Reproduce word for word the lines between those holding "Find the hairy" and "Find the curled", inclusive, and nothing else from the data below.

Records Start Marker

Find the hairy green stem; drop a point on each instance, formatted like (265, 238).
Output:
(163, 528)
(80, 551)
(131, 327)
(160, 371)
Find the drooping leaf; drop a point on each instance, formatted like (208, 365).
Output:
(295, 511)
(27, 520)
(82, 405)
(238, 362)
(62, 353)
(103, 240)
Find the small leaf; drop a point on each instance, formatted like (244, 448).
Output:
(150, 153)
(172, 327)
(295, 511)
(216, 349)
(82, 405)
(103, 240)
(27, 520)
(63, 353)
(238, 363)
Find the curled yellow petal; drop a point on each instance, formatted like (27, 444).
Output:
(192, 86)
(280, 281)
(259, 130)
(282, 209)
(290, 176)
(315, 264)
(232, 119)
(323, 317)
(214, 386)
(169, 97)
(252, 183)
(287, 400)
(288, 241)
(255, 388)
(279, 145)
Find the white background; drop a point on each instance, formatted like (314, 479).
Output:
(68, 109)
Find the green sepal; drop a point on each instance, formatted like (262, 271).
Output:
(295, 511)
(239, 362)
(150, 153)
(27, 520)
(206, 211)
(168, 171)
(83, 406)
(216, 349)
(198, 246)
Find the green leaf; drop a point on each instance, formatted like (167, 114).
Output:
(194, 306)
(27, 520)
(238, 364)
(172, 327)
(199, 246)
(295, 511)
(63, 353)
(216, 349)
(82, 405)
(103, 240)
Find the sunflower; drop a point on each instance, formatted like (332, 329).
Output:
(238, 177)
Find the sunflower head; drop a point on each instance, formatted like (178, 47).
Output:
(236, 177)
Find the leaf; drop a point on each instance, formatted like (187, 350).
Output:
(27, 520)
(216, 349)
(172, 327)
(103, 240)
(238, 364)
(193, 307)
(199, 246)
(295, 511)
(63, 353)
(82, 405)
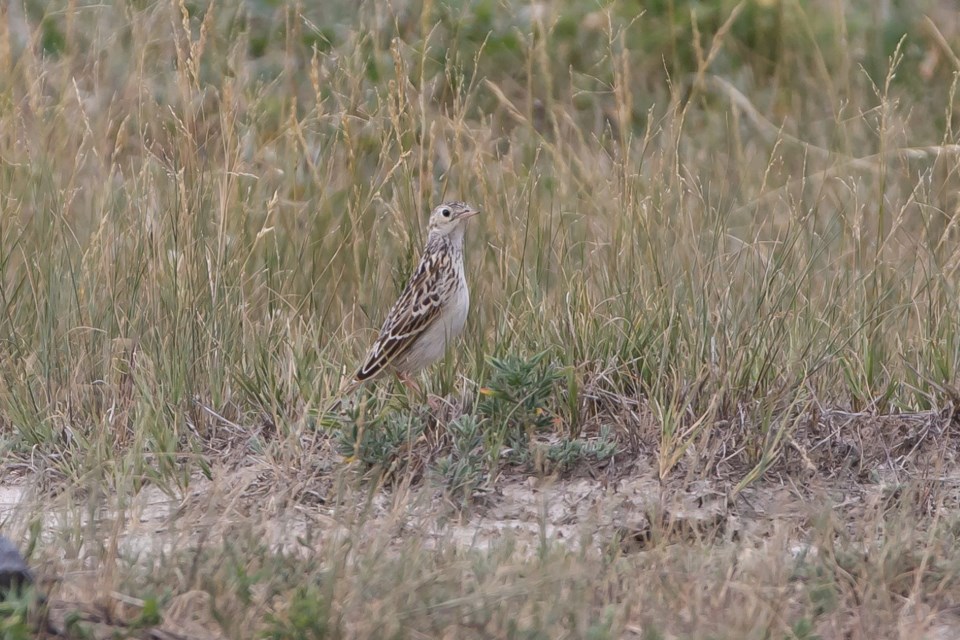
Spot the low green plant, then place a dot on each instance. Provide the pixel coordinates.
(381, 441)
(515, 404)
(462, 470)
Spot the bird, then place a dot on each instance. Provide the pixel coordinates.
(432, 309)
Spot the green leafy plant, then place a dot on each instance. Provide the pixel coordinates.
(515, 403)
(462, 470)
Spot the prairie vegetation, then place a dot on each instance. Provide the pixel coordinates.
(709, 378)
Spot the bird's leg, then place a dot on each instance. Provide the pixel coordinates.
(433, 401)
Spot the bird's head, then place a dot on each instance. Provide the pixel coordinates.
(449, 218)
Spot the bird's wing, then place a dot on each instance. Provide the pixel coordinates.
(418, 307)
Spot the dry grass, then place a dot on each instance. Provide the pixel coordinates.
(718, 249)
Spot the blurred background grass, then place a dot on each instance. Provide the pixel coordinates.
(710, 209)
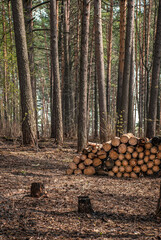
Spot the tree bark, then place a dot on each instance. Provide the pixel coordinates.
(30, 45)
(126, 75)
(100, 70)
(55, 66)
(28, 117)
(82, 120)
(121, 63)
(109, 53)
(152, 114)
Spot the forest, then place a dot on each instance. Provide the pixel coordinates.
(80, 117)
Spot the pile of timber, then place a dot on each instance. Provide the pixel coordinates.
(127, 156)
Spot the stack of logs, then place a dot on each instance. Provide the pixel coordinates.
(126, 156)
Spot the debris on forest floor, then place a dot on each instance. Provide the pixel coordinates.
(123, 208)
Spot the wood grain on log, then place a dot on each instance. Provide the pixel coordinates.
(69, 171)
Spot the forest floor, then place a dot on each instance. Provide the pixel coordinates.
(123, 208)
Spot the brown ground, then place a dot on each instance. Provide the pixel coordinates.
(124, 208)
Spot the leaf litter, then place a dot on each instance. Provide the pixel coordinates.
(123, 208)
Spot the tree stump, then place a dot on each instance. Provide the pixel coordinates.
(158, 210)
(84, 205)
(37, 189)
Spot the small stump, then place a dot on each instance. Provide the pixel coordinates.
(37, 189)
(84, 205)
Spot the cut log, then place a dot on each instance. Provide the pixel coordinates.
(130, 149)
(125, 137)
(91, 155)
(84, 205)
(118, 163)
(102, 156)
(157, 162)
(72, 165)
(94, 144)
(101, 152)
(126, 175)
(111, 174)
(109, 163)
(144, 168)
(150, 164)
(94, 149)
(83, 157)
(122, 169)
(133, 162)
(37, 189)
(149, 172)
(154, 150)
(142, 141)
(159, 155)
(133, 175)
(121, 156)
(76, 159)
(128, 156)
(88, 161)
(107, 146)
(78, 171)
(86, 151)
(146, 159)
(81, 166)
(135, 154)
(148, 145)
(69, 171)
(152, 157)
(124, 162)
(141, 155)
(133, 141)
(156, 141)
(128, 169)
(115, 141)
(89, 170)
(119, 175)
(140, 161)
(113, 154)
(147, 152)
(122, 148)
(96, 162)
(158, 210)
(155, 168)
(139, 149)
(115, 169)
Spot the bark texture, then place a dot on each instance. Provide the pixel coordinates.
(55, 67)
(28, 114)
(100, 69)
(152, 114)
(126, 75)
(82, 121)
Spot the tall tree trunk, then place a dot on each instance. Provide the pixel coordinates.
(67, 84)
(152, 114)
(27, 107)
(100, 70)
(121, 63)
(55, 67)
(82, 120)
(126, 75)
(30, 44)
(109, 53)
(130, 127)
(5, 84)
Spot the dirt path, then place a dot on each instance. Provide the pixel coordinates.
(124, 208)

Records End Marker
Records Start Marker

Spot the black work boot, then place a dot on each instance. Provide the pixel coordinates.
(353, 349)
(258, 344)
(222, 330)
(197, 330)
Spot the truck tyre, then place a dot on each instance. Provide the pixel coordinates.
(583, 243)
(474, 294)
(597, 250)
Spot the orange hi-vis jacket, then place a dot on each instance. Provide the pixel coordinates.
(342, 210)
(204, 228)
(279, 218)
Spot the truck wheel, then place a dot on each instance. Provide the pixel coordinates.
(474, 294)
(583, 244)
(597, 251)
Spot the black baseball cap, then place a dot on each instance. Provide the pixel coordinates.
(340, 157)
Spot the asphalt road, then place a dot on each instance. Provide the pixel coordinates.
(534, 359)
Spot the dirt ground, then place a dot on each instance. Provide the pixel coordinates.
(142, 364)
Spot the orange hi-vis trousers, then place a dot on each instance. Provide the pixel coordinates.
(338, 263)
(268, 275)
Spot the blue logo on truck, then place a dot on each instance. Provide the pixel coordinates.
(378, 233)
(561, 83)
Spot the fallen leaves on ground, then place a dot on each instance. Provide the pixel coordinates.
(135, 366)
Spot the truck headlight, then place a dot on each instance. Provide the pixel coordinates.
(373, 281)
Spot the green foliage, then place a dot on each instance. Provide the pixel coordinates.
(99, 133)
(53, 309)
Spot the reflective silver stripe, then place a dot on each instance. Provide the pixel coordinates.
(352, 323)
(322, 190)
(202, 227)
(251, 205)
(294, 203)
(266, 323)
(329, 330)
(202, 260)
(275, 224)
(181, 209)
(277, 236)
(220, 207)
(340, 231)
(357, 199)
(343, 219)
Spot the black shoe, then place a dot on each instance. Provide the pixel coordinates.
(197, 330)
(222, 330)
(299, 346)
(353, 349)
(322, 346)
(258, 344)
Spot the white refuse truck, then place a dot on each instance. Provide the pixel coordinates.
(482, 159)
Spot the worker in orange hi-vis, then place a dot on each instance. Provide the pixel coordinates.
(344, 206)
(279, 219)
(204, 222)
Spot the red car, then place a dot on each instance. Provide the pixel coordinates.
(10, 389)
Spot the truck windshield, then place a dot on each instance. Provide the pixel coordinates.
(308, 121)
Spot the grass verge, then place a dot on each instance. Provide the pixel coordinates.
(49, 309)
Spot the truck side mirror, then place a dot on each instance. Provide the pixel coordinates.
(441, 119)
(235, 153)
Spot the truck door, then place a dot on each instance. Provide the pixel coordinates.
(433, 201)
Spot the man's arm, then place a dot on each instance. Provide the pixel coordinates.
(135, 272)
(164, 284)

Records End Marker

### Task solution:
Find the hairy green stem; drop a point on each instance, formatted like (265, 238).
Output:
(163, 528)
(80, 551)
(131, 327)
(160, 371)
Find the drooping leaf; drop a point on each instance, formatted like (208, 365).
Output:
(295, 511)
(27, 520)
(82, 405)
(238, 362)
(62, 353)
(103, 240)
Find the small leaf; drop a point on each instance, formatted like (244, 448).
Output:
(150, 153)
(172, 327)
(295, 511)
(216, 349)
(82, 405)
(103, 240)
(27, 520)
(63, 353)
(238, 363)
Find the curled yellow petal; drop a point on each instance, formatted like (27, 444).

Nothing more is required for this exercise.